▸ YOUR INSTRUCTIONS
Extract the listing below in full, unchanged.

··· MATERIAL PROVIDED

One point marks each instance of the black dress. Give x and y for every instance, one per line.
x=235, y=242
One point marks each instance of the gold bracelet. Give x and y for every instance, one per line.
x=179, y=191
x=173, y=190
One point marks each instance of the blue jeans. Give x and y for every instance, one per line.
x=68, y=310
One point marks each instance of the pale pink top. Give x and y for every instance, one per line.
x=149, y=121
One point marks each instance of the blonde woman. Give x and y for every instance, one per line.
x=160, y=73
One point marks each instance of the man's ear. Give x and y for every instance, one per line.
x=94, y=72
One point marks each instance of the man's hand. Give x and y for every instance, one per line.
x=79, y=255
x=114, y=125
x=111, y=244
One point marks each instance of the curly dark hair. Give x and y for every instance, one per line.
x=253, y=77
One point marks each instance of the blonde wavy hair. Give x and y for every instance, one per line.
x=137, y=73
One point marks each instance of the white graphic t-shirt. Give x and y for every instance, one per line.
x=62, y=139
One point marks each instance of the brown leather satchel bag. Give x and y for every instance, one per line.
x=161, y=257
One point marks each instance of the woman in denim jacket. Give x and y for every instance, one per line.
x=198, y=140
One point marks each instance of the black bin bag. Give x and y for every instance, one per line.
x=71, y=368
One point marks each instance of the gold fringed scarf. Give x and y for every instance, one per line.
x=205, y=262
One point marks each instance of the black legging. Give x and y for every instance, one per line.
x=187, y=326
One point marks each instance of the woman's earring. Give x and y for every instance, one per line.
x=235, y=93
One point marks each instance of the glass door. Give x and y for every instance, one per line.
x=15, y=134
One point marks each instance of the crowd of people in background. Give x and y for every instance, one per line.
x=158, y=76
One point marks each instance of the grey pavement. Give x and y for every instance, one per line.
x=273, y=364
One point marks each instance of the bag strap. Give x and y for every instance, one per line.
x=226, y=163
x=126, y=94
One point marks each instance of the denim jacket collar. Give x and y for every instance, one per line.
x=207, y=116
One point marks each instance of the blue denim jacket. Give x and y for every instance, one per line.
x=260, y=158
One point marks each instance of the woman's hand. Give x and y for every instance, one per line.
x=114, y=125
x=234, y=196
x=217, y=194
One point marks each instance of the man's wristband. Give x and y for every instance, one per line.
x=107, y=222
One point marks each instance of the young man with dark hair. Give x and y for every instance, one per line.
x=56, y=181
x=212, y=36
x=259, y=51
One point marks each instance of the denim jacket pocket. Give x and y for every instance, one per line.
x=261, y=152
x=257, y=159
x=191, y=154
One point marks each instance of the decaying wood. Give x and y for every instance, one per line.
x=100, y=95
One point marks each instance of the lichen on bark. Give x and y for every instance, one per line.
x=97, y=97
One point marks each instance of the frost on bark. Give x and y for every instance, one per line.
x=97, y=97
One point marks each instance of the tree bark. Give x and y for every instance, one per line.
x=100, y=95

······

▸ EXPECTED ANSWER
One point marks each instance of the black dress. Give x and y for every instance, one per line.
x=235, y=242
One point marks each instance of the gold bracelet. Give x and y for every instance, one per line.
x=179, y=191
x=173, y=190
One point marks each instance of the blue jeans. Give x and y for every instance, one per line.
x=68, y=310
One point marks each instance of the pale pink top. Give x and y for every instance, one per line.
x=149, y=121
One point marks each instance of the blonde woman. Give x and y for every instance, one per line.
x=160, y=73
One point marks each instance of the man's ear. Give x and y for every instance, one per line.
x=94, y=72
One point marks each instance of the man's hand. Give x and y for every instance, one per line.
x=79, y=255
x=114, y=125
x=111, y=244
One point marks each instance of the curly dark hair. Give x and y for every instance, one per line.
x=253, y=77
One point marks each instance of the blonde wavy hair. Give x and y for every instance, one per line.
x=137, y=73
One point marks each instance of the white graphic t-shirt. Give x and y for every instance, one per line.
x=62, y=139
One point marks each instance of the brown leather satchel bag. Give x and y for every instance, one per line.
x=161, y=257
One point marks each instance of the woman in denim jacket. Give x and y for every instance, one per line.
x=198, y=140
One point marks each instance of the black bin bag. Give x and y for every instance, one per line.
x=71, y=368
One point marks each instance of the gold fringed scarf. Give x and y for every instance, one per line.
x=205, y=262
One point marks each instance of the black legging. Give x and y for every instance, one per line.
x=187, y=326
One point marks each instance of the woman's earring. Give x and y for every instance, one per line.
x=235, y=93
One point marks each instance of the glass door. Give x and y for every instance, one per line.
x=15, y=134
One point marks each instance of the crowd of people in background. Give x and y for every instance, one per line.
x=158, y=76
One point marks each instance of the grey pavement. Give x and y for every instance, one per line.
x=273, y=364
One point marks each instance of the bag strap. Give x and y for every instance, one per line.
x=226, y=163
x=126, y=94
One point marks each instance of the denim jacket collar. Give x and y for every instance, one per line.
x=207, y=116
One point marks each instance of the blue denim jacket. Give x and y for every instance, one per line.
x=260, y=158
One point marks each instance of the woman's hand. Give x and y for every instance, one per line.
x=114, y=125
x=234, y=196
x=217, y=194
One point marks each instance of the man's wristband. Give x and y for every instance, one per line.
x=107, y=222
One point marks each instance of the young man with dark hair. Give x and y for every instance, one per line.
x=56, y=181
x=212, y=36
x=259, y=51
One point marks each instance of the denim jacket pocket. Give x and y for every instance, one per line.
x=261, y=152
x=257, y=159
x=191, y=154
One point marks each instance of the decaying wood. Give x and y for every instance, one per line.
x=100, y=95
One point marks each instance of the lichen on bark. Give x and y for every instance, one per line.
x=97, y=97
One point marks each instance of the frost on bark. Give x and y for every instance, one per line.
x=97, y=97
One point marks each instance of the tree bark. Give x and y for every instance, one per line.
x=100, y=95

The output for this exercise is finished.